* **DATA TO USE**
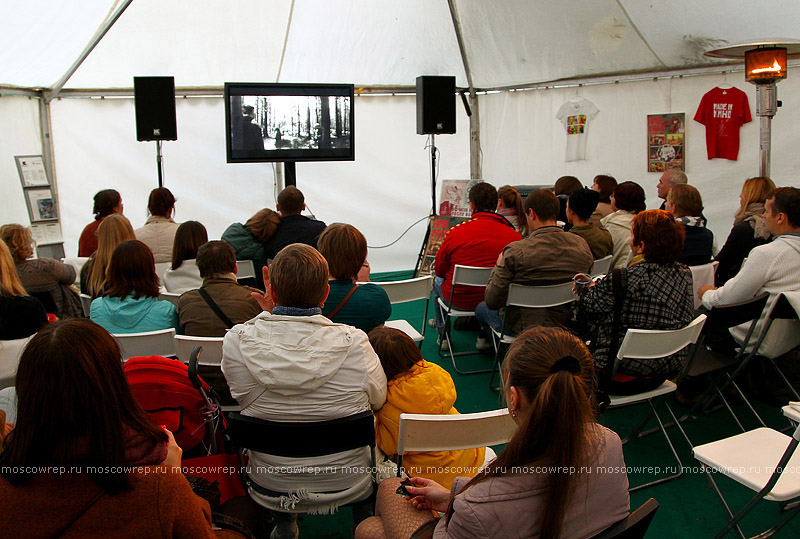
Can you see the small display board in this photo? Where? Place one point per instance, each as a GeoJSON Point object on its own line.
{"type": "Point", "coordinates": [666, 142]}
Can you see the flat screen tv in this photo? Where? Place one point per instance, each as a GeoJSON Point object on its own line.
{"type": "Point", "coordinates": [267, 122]}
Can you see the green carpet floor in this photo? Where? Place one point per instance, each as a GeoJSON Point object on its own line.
{"type": "Point", "coordinates": [689, 508]}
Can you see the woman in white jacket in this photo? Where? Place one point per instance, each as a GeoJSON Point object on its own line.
{"type": "Point", "coordinates": [290, 363]}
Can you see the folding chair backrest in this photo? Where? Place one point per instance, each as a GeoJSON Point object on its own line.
{"type": "Point", "coordinates": [602, 265]}
{"type": "Point", "coordinates": [148, 343]}
{"type": "Point", "coordinates": [471, 275]}
{"type": "Point", "coordinates": [10, 352]}
{"type": "Point", "coordinates": [303, 439]}
{"type": "Point", "coordinates": [655, 343]}
{"type": "Point", "coordinates": [430, 432]}
{"type": "Point", "coordinates": [540, 296]}
{"type": "Point", "coordinates": [212, 349]}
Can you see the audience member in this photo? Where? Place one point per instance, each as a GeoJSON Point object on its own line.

* **WHAT IS NEEDED**
Copy the entries above faithfully and omit every image.

* **WRITTEN REPLY**
Can you see the small display board in this photo? Where? Place one point per instance, each as a GeoJSON Point object on its own line.
{"type": "Point", "coordinates": [666, 142]}
Can you see the flat screen tv in this photo? Where? Place one point per instance, each as a GeoJSON Point object on its own line.
{"type": "Point", "coordinates": [267, 122]}
Can you see the green carpet floor in this photo? Where? Place one point per instance, each as a GeoJSON Point object on its own line.
{"type": "Point", "coordinates": [689, 508]}
Can you see the woman in white jacket in this photo? Where? Place one point per instance, each as a GeoJSON Point object on its own line.
{"type": "Point", "coordinates": [290, 363]}
Can you see the folding chair backrest in this photo? Where? Place one point per instance, each as a GeoJSON Point object on its own line.
{"type": "Point", "coordinates": [602, 265]}
{"type": "Point", "coordinates": [148, 343]}
{"type": "Point", "coordinates": [471, 275]}
{"type": "Point", "coordinates": [10, 352]}
{"type": "Point", "coordinates": [303, 439]}
{"type": "Point", "coordinates": [655, 343]}
{"type": "Point", "coordinates": [430, 432]}
{"type": "Point", "coordinates": [540, 296]}
{"type": "Point", "coordinates": [212, 349]}
Can you see the audience member in this photo? Where? Place one point per instance, each as a GeoJSON Point object on its own line.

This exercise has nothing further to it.